▶ _TASK TO CARRY OUT_:
Write out exactly the lines running from the line that includes "Target: diamond-shaped lattice opening" to the end of the data, both ends included, and nothing besides.

════

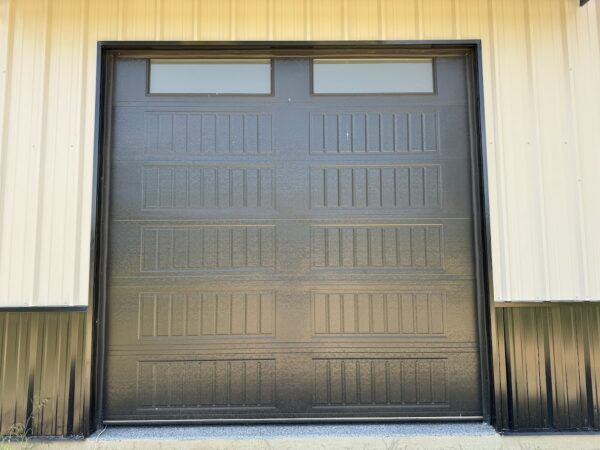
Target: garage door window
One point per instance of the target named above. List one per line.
(210, 76)
(373, 76)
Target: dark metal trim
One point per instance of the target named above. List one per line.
(106, 50)
(481, 222)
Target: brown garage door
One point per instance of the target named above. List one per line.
(290, 255)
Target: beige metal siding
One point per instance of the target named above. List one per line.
(542, 66)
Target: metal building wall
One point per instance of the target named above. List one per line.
(541, 62)
(44, 372)
(547, 367)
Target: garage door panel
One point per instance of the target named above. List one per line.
(400, 313)
(370, 128)
(167, 133)
(410, 383)
(162, 189)
(194, 384)
(159, 315)
(156, 249)
(322, 384)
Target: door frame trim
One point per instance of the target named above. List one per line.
(106, 53)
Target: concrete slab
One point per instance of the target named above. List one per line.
(308, 437)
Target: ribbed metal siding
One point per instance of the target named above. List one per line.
(548, 367)
(44, 356)
(541, 61)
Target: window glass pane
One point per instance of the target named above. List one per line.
(210, 76)
(372, 76)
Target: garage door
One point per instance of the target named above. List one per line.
(298, 246)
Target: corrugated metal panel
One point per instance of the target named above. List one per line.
(44, 357)
(548, 367)
(541, 62)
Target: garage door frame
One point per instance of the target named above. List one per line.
(106, 53)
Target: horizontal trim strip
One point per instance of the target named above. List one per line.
(543, 303)
(297, 420)
(50, 308)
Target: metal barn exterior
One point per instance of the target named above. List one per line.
(297, 210)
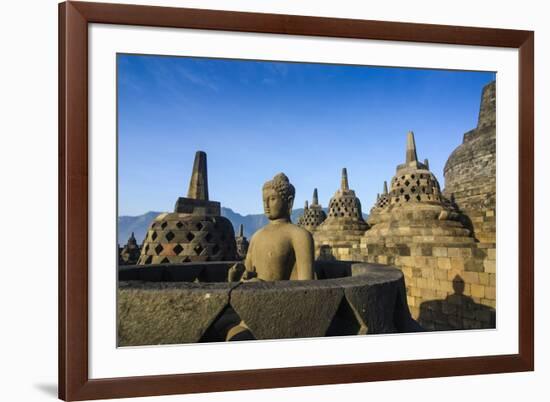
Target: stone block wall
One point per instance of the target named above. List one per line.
(449, 286)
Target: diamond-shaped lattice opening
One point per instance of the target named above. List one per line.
(344, 322)
(178, 249)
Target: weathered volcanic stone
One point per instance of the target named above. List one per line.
(287, 309)
(374, 300)
(154, 313)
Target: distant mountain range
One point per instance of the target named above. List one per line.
(139, 224)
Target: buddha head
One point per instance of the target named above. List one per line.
(278, 196)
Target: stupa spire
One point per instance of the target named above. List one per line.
(315, 200)
(198, 186)
(411, 148)
(344, 184)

════

▶ _RESPONSE TO THE EXERCISE_:
Target: diamond-shaped lattice opening
One point per instance of the target named above. List one per line.
(344, 322)
(178, 249)
Target: weathered volcanic stone
One point per instance of the target named above. List one per line.
(287, 309)
(374, 300)
(154, 313)
Target: distant mountain range
One point per instance of the target named above. List one per line.
(139, 224)
Target: buddha head
One point per instance of the target named above. List one per line.
(278, 196)
Target: stupa spire
One point per instance of the target named above. List one per line.
(315, 200)
(198, 186)
(411, 148)
(344, 184)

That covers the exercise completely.